* Work instructions *
Return, unchanged, the lines below that start with the one containing "for grass and provide bounding boxes." and end with the one containing "[587,0,630,203]", both included.

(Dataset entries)
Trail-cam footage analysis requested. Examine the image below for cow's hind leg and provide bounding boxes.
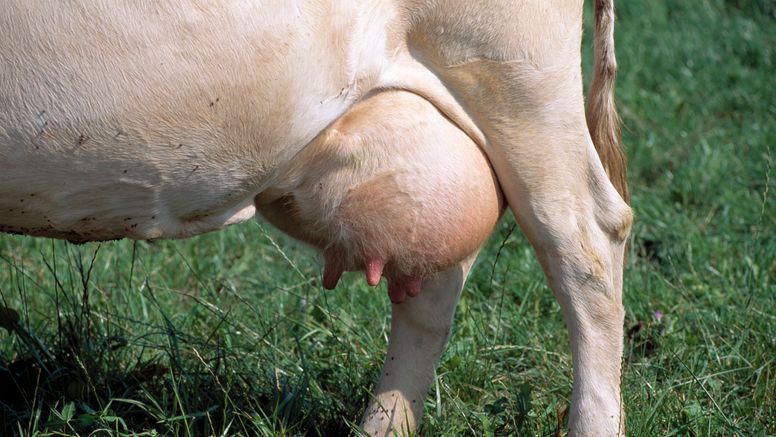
[361,254,476,436]
[491,110,632,436]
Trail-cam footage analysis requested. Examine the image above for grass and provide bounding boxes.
[0,0,776,436]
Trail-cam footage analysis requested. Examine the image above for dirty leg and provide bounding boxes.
[361,250,476,436]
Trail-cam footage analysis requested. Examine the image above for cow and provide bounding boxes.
[0,0,632,436]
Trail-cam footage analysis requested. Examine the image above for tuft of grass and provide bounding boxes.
[0,0,776,436]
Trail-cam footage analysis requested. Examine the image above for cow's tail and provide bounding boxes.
[587,0,630,203]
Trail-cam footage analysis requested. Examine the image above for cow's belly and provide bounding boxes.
[0,0,390,240]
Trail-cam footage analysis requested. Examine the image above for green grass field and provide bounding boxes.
[0,0,776,436]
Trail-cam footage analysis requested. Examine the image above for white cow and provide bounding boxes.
[0,0,632,436]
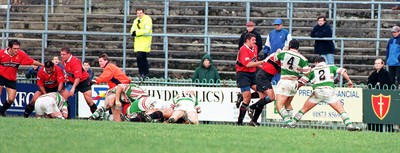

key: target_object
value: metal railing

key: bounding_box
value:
[0,0,397,79]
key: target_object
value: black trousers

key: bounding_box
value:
[136,51,149,76]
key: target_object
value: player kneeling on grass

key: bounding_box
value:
[292,56,361,131]
[35,90,68,119]
[122,96,174,122]
[166,91,200,124]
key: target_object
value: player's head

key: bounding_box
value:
[99,53,109,68]
[289,39,300,50]
[44,61,54,74]
[52,56,60,65]
[245,33,256,48]
[8,40,20,55]
[374,58,385,70]
[136,8,144,19]
[314,56,325,64]
[60,47,71,61]
[317,15,326,26]
[83,60,90,71]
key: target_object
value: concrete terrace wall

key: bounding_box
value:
[0,0,399,83]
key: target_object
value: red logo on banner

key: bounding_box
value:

* Complete answer *
Trail-cam footage analysis requested. Examine the image above for grass and provide bounding boxes.
[0,0,776,436]
Trail-cam footage analysis requested. Examine the image above for dirty leg and provide bounding boxes.
[361,250,476,436]
Trail-cam footage analysis requested. Examine the image above for cow and provide bounding boxes.
[0,0,632,436]
Trail-cam footage analysis requested. Examine the image above for tuft of grass and provide bounding boxes.
[0,0,776,436]
Trail-cam footage analysis requested. Examine the image above for cow's tail and provide bounding boxes.
[587,0,630,203]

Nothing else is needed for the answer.